(Material provided begins)

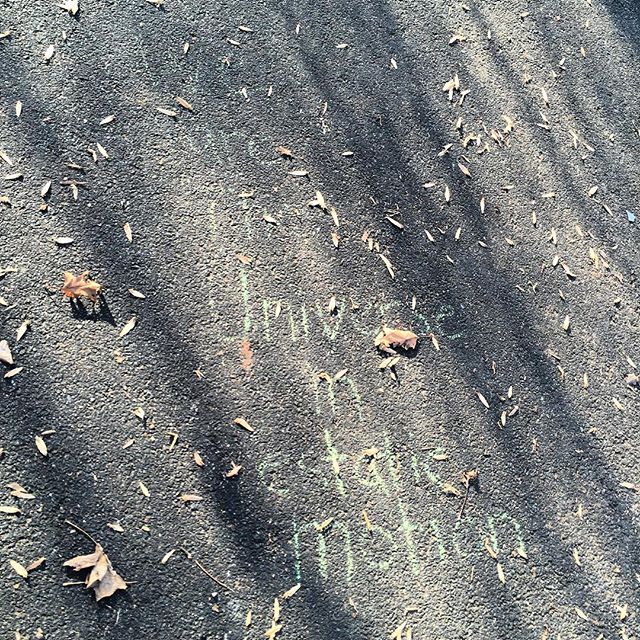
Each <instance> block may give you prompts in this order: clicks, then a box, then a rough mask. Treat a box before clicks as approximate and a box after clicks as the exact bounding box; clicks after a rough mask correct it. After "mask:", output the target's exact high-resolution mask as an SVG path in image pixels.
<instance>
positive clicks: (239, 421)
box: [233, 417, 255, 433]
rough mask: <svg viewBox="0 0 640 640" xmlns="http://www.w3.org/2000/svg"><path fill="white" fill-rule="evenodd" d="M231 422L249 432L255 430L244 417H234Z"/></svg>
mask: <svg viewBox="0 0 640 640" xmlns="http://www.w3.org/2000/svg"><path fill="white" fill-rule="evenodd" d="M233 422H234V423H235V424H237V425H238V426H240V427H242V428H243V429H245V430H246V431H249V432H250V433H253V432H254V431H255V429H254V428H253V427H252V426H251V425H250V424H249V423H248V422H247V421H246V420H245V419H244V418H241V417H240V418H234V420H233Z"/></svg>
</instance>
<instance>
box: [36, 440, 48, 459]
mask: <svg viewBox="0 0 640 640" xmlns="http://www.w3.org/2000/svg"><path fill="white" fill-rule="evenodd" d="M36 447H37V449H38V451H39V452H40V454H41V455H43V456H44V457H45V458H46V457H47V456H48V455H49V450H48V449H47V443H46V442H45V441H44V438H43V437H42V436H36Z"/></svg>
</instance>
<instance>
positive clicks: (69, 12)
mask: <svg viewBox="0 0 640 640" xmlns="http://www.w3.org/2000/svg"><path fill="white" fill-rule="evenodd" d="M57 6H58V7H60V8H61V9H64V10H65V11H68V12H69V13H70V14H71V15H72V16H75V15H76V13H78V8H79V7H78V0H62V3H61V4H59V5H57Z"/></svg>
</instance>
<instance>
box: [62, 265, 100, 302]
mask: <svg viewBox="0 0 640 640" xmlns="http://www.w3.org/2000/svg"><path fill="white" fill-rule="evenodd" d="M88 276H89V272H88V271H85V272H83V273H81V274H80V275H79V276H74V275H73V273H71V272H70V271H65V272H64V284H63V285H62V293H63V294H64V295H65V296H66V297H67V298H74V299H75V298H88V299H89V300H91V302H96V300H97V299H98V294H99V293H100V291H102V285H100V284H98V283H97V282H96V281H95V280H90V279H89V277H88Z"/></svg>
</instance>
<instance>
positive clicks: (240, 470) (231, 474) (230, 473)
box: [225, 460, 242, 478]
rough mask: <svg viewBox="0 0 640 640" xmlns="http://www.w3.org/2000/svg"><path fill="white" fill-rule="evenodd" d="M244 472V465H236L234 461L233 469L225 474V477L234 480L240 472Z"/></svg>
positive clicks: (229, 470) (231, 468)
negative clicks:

(Material provided ends)

Return all of these lines unchanged, without the pictures.

Each <instance> block may give you prompts in this order: clicks, then a box, then a rough mask. Treat a box before clicks as approximate and a box after clicks as the exact bounding box; clicks after a rough mask correct it. After "mask:", output the target's exact high-resolution mask as an SVG path in image pixels.
<instance>
positive clicks: (239, 421)
box: [233, 417, 255, 433]
rough mask: <svg viewBox="0 0 640 640" xmlns="http://www.w3.org/2000/svg"><path fill="white" fill-rule="evenodd" d="M231 422L249 432L255 430L244 417H234Z"/></svg>
mask: <svg viewBox="0 0 640 640" xmlns="http://www.w3.org/2000/svg"><path fill="white" fill-rule="evenodd" d="M233 422H234V423H235V424H237V425H238V426H240V427H242V428H243V429H245V430H246V431H249V432H250V433H253V432H254V431H255V429H254V428H253V427H252V426H251V425H250V424H249V423H248V422H247V421H246V420H245V419H244V418H241V417H240V418H234V420H233Z"/></svg>
</instance>
<instance>
box: [36, 440, 48, 459]
mask: <svg viewBox="0 0 640 640" xmlns="http://www.w3.org/2000/svg"><path fill="white" fill-rule="evenodd" d="M36 447H37V449H38V451H39V452H40V454H41V455H43V456H44V457H45V458H46V457H47V456H48V455H49V450H48V449H47V443H46V442H45V441H44V438H43V437H42V436H36Z"/></svg>
</instance>
<instance>
positive clicks: (69, 12)
mask: <svg viewBox="0 0 640 640" xmlns="http://www.w3.org/2000/svg"><path fill="white" fill-rule="evenodd" d="M57 6H58V7H60V8H61V9H64V10H65V11H68V12H69V13H70V14H71V15H72V16H75V15H76V13H78V8H79V7H78V0H62V3H61V4H59V5H57Z"/></svg>
</instance>
<instance>
box: [62, 265, 100, 302]
mask: <svg viewBox="0 0 640 640" xmlns="http://www.w3.org/2000/svg"><path fill="white" fill-rule="evenodd" d="M88 276H89V272H88V271H85V272H83V273H81V274H80V275H79V276H74V275H73V273H71V272H70V271H65V272H64V284H63V285H62V293H63V294H64V295H65V296H66V297H67V298H74V299H75V298H88V299H89V300H91V302H96V300H97V299H98V294H99V293H100V291H102V285H100V284H98V283H97V282H96V281H95V280H90V279H89V277H88Z"/></svg>
</instance>
<instance>
positive clicks: (240, 470) (231, 474) (230, 473)
box: [225, 460, 242, 478]
rough mask: <svg viewBox="0 0 640 640" xmlns="http://www.w3.org/2000/svg"><path fill="white" fill-rule="evenodd" d="M244 472V465H236L234 461L233 469L225 474V477L234 480L240 472Z"/></svg>
positive clicks: (229, 470) (231, 468)
negative clicks:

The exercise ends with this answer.